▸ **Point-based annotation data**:
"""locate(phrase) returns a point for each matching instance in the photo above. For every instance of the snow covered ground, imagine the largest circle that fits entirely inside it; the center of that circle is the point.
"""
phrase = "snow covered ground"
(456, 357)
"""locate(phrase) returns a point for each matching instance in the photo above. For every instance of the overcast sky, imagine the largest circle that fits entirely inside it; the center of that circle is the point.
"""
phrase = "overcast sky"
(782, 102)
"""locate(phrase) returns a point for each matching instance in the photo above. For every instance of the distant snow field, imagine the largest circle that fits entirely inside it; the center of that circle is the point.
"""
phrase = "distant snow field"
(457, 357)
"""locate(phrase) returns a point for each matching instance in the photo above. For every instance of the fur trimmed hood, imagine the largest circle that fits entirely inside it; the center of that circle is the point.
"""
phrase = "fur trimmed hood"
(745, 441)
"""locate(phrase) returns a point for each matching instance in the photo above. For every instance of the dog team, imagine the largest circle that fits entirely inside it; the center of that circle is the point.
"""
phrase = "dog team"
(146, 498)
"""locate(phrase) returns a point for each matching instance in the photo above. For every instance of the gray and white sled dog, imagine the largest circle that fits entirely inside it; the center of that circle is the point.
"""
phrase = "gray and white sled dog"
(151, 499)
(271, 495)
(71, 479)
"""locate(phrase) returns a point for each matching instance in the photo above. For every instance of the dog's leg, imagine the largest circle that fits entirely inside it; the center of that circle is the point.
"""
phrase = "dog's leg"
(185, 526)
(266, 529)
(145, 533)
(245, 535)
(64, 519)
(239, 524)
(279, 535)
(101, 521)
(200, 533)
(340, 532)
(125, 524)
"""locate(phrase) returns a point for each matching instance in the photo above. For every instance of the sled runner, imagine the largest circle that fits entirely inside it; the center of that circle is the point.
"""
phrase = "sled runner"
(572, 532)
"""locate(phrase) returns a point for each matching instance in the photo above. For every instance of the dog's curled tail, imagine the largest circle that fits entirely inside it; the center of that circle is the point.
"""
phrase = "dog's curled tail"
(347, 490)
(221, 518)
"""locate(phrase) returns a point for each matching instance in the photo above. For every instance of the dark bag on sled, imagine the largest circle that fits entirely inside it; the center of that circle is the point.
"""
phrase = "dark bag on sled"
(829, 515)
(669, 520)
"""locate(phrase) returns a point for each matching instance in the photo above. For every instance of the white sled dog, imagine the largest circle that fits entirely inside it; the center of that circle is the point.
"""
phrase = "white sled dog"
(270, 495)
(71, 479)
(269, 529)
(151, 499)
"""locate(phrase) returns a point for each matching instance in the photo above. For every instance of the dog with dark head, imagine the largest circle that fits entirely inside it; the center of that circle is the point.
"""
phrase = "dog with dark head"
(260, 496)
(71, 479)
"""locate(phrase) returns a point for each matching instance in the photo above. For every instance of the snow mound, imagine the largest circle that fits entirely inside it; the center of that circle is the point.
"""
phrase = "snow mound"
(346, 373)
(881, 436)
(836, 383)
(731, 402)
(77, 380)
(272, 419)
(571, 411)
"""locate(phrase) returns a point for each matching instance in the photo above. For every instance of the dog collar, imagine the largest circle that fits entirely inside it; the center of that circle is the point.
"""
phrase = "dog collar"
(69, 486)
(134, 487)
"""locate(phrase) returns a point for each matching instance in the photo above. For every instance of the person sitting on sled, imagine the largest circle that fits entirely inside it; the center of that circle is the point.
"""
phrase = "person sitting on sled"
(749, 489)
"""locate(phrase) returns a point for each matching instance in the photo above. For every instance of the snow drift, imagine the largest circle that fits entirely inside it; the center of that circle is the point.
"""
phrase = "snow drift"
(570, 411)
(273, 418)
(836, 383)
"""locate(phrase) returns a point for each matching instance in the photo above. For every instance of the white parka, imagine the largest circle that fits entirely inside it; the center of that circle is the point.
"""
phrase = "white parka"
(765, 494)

▸ **WRITTEN PROBLEM**:
Write out every entry above, word for word.

▸ **SOLUTION TO THE EXERCISE**:
"""locate(phrase) returns a point for each matching instance in the photo above. For every instance of the snow covered ground, imagine the largest circle that fits entirely inside it; the center of that circle is the point.
"""
phrase = "snow covered ground"
(456, 357)
"""locate(phrase) returns a point for each matching instance in the photo above. For every instance of the overcast sky, imagine the largest circle that fits entirely inside it; the center of that circle is the point.
"""
phrase = "overcast sky"
(782, 102)
"""locate(phrase) returns a point for each matching instance in the photo above. For every instance of the distant snow field, imagine the largest circle that fits entirely inside it; the center of that circle is the point.
"""
phrase = "distant snow field"
(457, 357)
"""locate(phrase) returns a point for each matching instance in the photo above. For every instance of the fur trimmed hood, imagine the largest circle that fits entirely inside it; the center of that circle is the point.
"""
phrase = "fur trimmed hood"
(745, 441)
"""locate(phrase) returns a point for each matching instance in the photo above. For every instance of the dog team, imagine the largest circle that fits entirely inside it; the center of that circle is the point.
"""
phrase = "dog team"
(146, 498)
"""locate(phrase) returns a point for each matching instance in the photo above. For every instance of the gray and white sled dog, imagine the largest circle that fits entirely inside it; the center of that circle is the point.
"""
phrase = "gray and white sled dog"
(151, 499)
(271, 495)
(71, 479)
"""locate(phrase) returns a point for each matching instance in the photo above. For every instance of the dog's leg, imagine the largest circle that fits entirely inside it; the center of that circle is the point.
"""
phrase = "dog's leg"
(185, 526)
(266, 529)
(145, 533)
(245, 535)
(64, 519)
(239, 524)
(279, 535)
(101, 521)
(200, 533)
(340, 532)
(125, 524)
"""locate(phrase) returns a point for each matching instance in the photo above. For every instance of the sled runner, imagine the largest circle that fits entirely inside it; the center of that circle is the point.
"""
phrase = "sled runner"
(572, 532)
"""locate(phrase) returns a point for each matching instance in the photo above. For every instance of the dog's curled tail, imagine the largest circle that fits entirely inside it; the center of that circle is the point.
"""
phrase = "dog's curled tail"
(347, 490)
(221, 518)
"""locate(phrase) returns a point for each matching instance in the photo above. For every instance of the dark bag on sled, imagine the largest circle that fits entirely inside it; the center of that circle is the point.
"""
phrase = "dark bag on sled"
(829, 515)
(669, 520)
"""locate(phrase) returns a point for each matching instance in the photo above. For every instance of the white sled dog, imagine the largest circle that fits entirely inside it; the center of that circle is the point.
"""
phrase = "white sled dog"
(270, 495)
(71, 479)
(269, 529)
(151, 499)
"""locate(phrase) returns a point for each matching instance in the photo above. For every instance of the dog with dark head, imagine the largest circle that fits entirely inside it; the center of that circle is the point.
"""
phrase = "dog with dark head"
(260, 496)
(71, 479)
"""locate(phrase) returns a point for each matching instance in the photo above. For every instance of the snow mound, imagine the largest circle that fits entirely inside it; the center of that circle is the point.
"""
phrase = "snow mound"
(346, 373)
(881, 436)
(836, 383)
(731, 402)
(77, 380)
(272, 419)
(571, 411)
"""locate(phrase) returns a point for each matching instance in the photo above. For every instance of the dog collar, imagine the largest circle that fits entirely inside it; the center of that circle is the point.
"""
phrase = "dog collar"
(69, 486)
(134, 487)
"""locate(phrase) returns a point for each matching instance in the photo above. For every instance of the person sitting on sled, imagine the largest circle that fits entirely inside it; the center of that circle is the point.
"""
phrase = "person sitting on sled"
(749, 489)
"""locate(phrase) returns a point for each matching instance in the photo above. For every instance of the snow drift, imagine the largest circle that fits entirely inside it; the center of that circle is the point.
"""
phrase = "snow drift"
(570, 411)
(273, 418)
(836, 383)
"""locate(phrase) returns a point for each matching instance in the photo above. For every instance of the white parka, imagine the largest circle that fits entirely inside it; the center of that circle is the point.
"""
phrase = "white parka"
(765, 494)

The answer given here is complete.